═════ DATASET EXTRACT
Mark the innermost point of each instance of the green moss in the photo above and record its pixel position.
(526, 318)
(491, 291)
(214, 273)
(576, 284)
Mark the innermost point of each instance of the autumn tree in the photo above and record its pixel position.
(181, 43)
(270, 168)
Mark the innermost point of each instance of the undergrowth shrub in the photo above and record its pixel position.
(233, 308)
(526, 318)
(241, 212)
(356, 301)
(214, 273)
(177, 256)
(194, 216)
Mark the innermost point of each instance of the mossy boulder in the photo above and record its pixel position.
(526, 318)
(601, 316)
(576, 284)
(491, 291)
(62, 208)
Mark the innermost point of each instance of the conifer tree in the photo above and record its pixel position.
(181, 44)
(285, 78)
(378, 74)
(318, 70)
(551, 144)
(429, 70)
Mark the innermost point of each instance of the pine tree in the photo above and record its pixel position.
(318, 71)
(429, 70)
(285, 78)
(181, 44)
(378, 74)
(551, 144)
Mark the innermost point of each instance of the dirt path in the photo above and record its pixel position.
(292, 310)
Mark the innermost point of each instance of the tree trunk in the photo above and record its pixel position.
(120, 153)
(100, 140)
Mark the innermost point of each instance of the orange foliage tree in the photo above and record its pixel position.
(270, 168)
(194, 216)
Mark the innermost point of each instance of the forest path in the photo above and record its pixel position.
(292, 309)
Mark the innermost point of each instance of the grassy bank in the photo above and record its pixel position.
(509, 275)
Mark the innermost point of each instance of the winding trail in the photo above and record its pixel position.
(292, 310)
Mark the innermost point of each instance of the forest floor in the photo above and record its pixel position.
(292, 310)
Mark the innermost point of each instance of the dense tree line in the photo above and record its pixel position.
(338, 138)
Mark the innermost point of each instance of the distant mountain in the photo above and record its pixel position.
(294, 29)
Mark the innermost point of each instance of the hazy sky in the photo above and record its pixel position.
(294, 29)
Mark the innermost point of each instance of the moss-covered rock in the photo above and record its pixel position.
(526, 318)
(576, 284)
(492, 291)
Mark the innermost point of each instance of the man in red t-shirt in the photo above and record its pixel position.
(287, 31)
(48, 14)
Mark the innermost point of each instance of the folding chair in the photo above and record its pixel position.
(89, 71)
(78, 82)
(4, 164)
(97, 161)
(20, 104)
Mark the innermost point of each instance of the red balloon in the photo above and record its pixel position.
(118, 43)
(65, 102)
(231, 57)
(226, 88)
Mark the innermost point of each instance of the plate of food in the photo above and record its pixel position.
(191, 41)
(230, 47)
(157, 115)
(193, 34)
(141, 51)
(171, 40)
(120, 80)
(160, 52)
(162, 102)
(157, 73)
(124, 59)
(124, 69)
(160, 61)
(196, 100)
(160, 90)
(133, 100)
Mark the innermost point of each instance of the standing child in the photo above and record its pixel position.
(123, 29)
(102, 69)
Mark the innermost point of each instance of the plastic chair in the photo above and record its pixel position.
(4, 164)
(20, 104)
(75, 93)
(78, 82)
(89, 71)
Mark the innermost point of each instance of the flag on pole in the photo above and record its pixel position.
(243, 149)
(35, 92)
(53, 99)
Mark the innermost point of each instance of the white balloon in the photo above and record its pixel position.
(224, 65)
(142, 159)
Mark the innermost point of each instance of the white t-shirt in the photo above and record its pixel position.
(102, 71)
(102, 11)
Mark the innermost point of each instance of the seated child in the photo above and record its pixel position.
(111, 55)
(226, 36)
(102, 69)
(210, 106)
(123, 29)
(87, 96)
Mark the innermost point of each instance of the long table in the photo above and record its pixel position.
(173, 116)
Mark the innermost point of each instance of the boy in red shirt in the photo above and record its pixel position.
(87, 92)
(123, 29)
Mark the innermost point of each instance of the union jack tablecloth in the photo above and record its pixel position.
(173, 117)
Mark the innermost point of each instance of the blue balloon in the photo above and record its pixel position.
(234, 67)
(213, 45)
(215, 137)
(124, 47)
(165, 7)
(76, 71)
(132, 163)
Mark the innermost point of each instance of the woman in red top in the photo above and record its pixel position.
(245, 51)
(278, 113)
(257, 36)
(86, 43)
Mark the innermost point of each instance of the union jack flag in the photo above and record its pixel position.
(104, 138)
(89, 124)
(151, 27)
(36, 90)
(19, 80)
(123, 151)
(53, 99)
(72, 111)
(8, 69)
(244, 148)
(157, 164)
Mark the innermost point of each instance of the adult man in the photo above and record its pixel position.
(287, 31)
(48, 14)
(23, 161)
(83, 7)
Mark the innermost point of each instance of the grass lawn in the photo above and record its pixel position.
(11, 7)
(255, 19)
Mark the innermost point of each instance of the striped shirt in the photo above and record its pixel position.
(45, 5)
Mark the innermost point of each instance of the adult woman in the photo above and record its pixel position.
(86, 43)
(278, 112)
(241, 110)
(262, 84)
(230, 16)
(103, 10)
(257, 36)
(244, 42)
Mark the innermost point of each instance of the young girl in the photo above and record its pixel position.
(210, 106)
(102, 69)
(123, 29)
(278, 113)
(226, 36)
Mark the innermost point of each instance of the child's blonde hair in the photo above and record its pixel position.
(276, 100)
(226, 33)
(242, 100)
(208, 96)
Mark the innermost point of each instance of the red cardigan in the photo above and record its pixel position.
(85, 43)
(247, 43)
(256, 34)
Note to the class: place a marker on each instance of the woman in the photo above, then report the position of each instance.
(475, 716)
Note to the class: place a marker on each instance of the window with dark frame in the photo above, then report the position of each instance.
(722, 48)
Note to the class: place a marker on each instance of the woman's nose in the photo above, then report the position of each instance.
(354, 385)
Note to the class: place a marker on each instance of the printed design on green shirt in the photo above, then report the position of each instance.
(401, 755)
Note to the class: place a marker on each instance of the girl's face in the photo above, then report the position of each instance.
══════════
The full data must appear again, retyped in every detail.

• _ANSWER BOX_:
Mark the innermost point of each instance of the green moss in the photo above and record its pixel position.
(526, 318)
(491, 291)
(214, 273)
(576, 284)
Mark the innermost point of each instance of the autumn tree in the photo above and record its pixel position.
(181, 43)
(270, 168)
Mark the innermost point of each instance of the undergrowth shrub in the photo above and record its pixel position.
(233, 308)
(526, 318)
(241, 212)
(356, 301)
(214, 273)
(177, 256)
(194, 216)
Mark the innermost point of each instance of the mossy boulder in the photo above and record its pixel position.
(526, 318)
(601, 316)
(576, 284)
(491, 291)
(62, 208)
Mark the innermost point of each instance of the conifer tree in the photo above and record its pixel position.
(181, 44)
(285, 78)
(378, 74)
(318, 70)
(551, 144)
(429, 70)
Mark the innermost point of each instance of the pine tree in the photo above and record its pixel position.
(318, 71)
(429, 70)
(285, 78)
(181, 44)
(378, 74)
(551, 144)
Mark the innermost point of each instance of the dirt path in the photo above and record its pixel position.
(292, 310)
Mark the innermost point of each instance of the tree trunk in the photo above and record its pixel position.
(120, 153)
(100, 140)
Mark the innermost point of each instance of the orange foliage tree in the photo above and record its pixel position.
(270, 168)
(194, 216)
Mark the innermost point of each instance of the forest path in the photo above and record its pixel position.
(292, 309)
Mark the innermost point of each instance of the grassy bank in the photo above and record its pixel position.
(509, 275)
Mark the innermost point of each instance of the winding trail in the photo above and record its pixel position.
(292, 310)
Mark the innermost point of each instance of the forest floor in the photo above and record its pixel position.
(292, 310)
Mark the innermost point of each instance of the dense tree line in the photo above and record its pixel position.
(338, 138)
Mark the innermost point of each instance of the distant mountain in the photo above and record its pixel position.
(294, 29)
Mark the innermost point of each instance of the hazy sky in the photo above and record its pixel position.
(294, 29)
Mark the innermost point of each instance of the moss-covered rock in the photo above and record its pixel position.
(526, 318)
(576, 284)
(492, 291)
Mark the innermost point of each instance of the man in red t-shirt in the photo above and record its pixel position.
(287, 31)
(48, 14)
Mark the innermost point of each instance of the folding chair in the photo above and record its pixel position.
(89, 71)
(78, 82)
(4, 164)
(97, 161)
(20, 104)
Mark the innermost point of each instance of the red balloon in the photo above and record its pixel position.
(118, 43)
(65, 102)
(231, 57)
(226, 88)
Mark the innermost point of each instance of the plate of food in the photo above and record its pixel position.
(191, 41)
(230, 47)
(157, 115)
(193, 34)
(141, 51)
(171, 40)
(120, 80)
(160, 52)
(162, 102)
(157, 73)
(124, 59)
(124, 69)
(160, 61)
(196, 100)
(160, 90)
(133, 100)
Mark the innermost point of each instance of the standing child in the photo above and record its pixel position.
(123, 29)
(102, 69)
Mark the innermost point of each instance of the plastic chair in the photo above and record its pixel position.
(4, 164)
(20, 104)
(75, 93)
(78, 82)
(89, 71)
Mark the innermost point of each instance of the flag on pole in the photo above and record its pixel position.
(243, 149)
(35, 92)
(53, 99)
Mark the innermost point of each instance of the white balloon in the photo above and record its pixel position.
(224, 65)
(142, 159)
Mark the innermost point of each instance of the white t-shirt in the photo above and record its pixel position.
(102, 71)
(102, 11)
Mark the innermost point of each instance of the seated child in the photo above and record its pixel position.
(111, 55)
(226, 36)
(102, 69)
(210, 106)
(123, 29)
(87, 96)
Mark the innermost point of each instance of the long table in the photo above and record its pixel position.
(173, 116)
Mark the innermost point of each instance of the boy in red shirt in the photo above and record its pixel position.
(87, 92)
(123, 29)
Mark the innermost point of each instance of the union jack tablecloth in the photo above and record its pixel position.
(173, 117)
Mark the innermost point of each instance of the blue balloon in the photo above and record its pixel position.
(234, 67)
(213, 45)
(215, 137)
(124, 47)
(165, 7)
(76, 71)
(132, 163)
Mark the innermost point of each instance of the woman in red top in the photo above and record its pixel position.
(245, 51)
(278, 113)
(257, 36)
(86, 43)
Mark the innermost point of each instance of the union jack flag in the photo above and record its pixel position.
(104, 138)
(89, 124)
(151, 27)
(36, 90)
(19, 80)
(123, 151)
(53, 99)
(72, 111)
(8, 69)
(244, 148)
(157, 164)
Mark the innermost point of each instance of the adult man in the photo above and record its pixel position.
(287, 31)
(48, 14)
(23, 161)
(83, 7)
Mark the innermost point of each instance of the grass lawn in the photo above and record its pixel position.
(11, 7)
(255, 19)
Mark the innermost point of each instance of the striped shirt in the photo above and record its pixel position.
(45, 5)
Mark the innermost point of each instance of the adult woman in the photo above and record its pixel position.
(86, 43)
(278, 112)
(241, 110)
(262, 84)
(230, 16)
(103, 10)
(257, 36)
(244, 42)
Mark the innermost point of each instance of the young girl in the photo above and record its pixel position.
(210, 106)
(102, 69)
(123, 29)
(278, 113)
(226, 36)
Mark the innermost point of each instance of the child's blonde hair in the photo above and record its pixel position.
(276, 100)
(226, 33)
(242, 100)
(208, 96)
Mark the innermost point of each instance of the red cardigan in the photo above and record its pixel position.
(85, 43)
(247, 43)
(256, 34)
Note to the class: place a marker on each instance of the woman in the photo above, then report the position of each instance.
(475, 716)
Note to the class: place a marker on each instance of the window with dark frame in the photo above, then report the position of each instance.
(722, 48)
Note to the class: place a marker on each instance of the woman's nose in the photo above, then report the position of each instance.
(354, 385)
Note to the class: place a marker on each instance of the printed design on green shirt in the photo above, then report the position of each instance.
(401, 755)
Note to the class: place a marker on each instance of the girl's face in the photo above, then report the position of each instance.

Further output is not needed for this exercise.